_Supplied text:_

# # # # #

The fire perimeter and prescribed fire feature
services provide a
reasonable view of the spatial distribution of past large fires but is in no
way complete. Some fires are missing because
historical records were lost or damaged, were too small for the minimum
cutoffs, had inadequate documentation or have not yet been incorporated into
the database. Due to missing perimeters this data should be used
carefully for statistical analysis and reporting (see Use Limitation in
metadata). Other errors with the fire perimeter
database include duplicate fires and over-generalization. Additionally,
over-generalization, particularly with large old fires, may show unburned
"islands" within the final perimeter as burned. Users of the fire
perimeter database must exercise caution in application of the data. Careful
use of the fire perimeter database will prevent users from drawing inaccurate
or erroneous conclusions from the data. Please contact the California
Department of Forestry and Fire Protection’s Fire and Resource Assessment
Program for a detailed explanation of the limitations of the data. This data is
updated annually in the spring with fire perimeters from the previous fire
season. As of April 2023, it represents fire22_1. CAL FIRE (including contract counties), USDA
Forest Service Region 5, USDI Bureau of Land Management & National Park
Service, and other agencies jointly maintain a comprehensive fire perimeter GIS
layer for public and private lands throughout the state. The data covers fires
back to 1878. Current criteria for data collection are as
follows: CAL FIRE (including contract counties) submit
perimeters ≥10 acres in timber, ≥50 acres in brush, or ≥300 acres in grass,
and/or ≥3 damaged/ destroyed residential or commercial structures, and/or
caused ≥1 fatality. All cooperating agencies submit perimeters ≥10
acres. Firep22_1 was released in April 2023. Three
hundred five fires from the 2022 fire season were added to the database. The
2021 Dotta (part of Beckwourth Complex), Greenhorn, and Hartman fire perimeters
were added. Another 45 fires were added by USFW from 2015-2021. The 1988 Hessel
fire was added in LNU. The 2019 Cave fire was replaced with a more detailed
perimeter submitted by Santa Barbara County. The 2017 Hudson, 2017 Lake, 2017
Jones, 2017 "37", 2019 Tucker, and 2019 Refuge perimeters were
replaced with imagery digitized perimeters from USFW. Attributes were updated
for 32 records. One hundred ten perimeters were removed due to duplication or
being completely contained outside of California state borders. The field
IRWINID was added to provide a unique ID; fires before 2022 are lacking this
attribution (with the exception of those added in this publication where
possible). The following fires were identified as meeting our collection
criteria, but are not included in this version and will hopefully be added in
the next update: 2022 Cable (CAL FIRE, AEU), 2022 All American (BIA, CRA). Includes separate layers filtered by criteria
as follows:
California
Fire Perimeters (all): Unfiltered. The entire
collection of wildfire perimeters in the database. It is scale
dependent and starts displaying at the country level scale.

# # # # #

_Material provided:_
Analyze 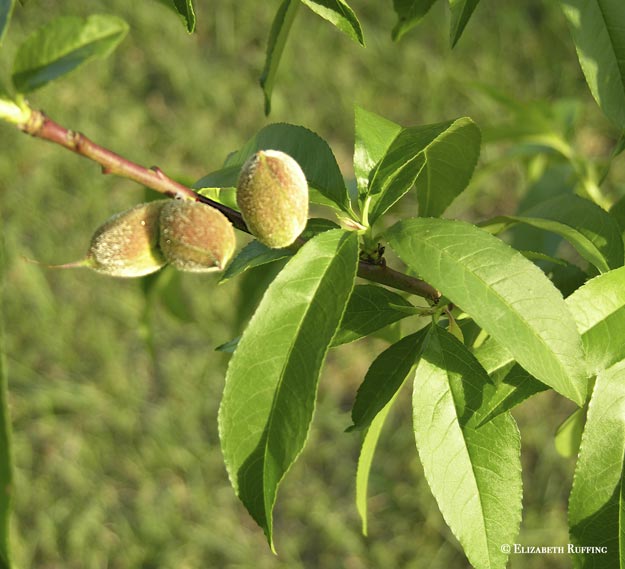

# # # # #

_What you will do:_
1/ According to the fire perimeter text, how many fires from the 2022 fire season were added to the database in Firep22_1?
2/ Recast the paragraph of the fire perimeter text that begins "California Fire Perimeters (all)" as a brief bulleted list that retains its main facts.

_Task solutions:_
1/ Three hundred five fires from the 2022 fire season were added.

2/
California Fire Perimeters (all):
- Unfiltered
- Contains the entire collection of wildfire perimeters in the database
- Scale dependent, beginning to display at the country-level scale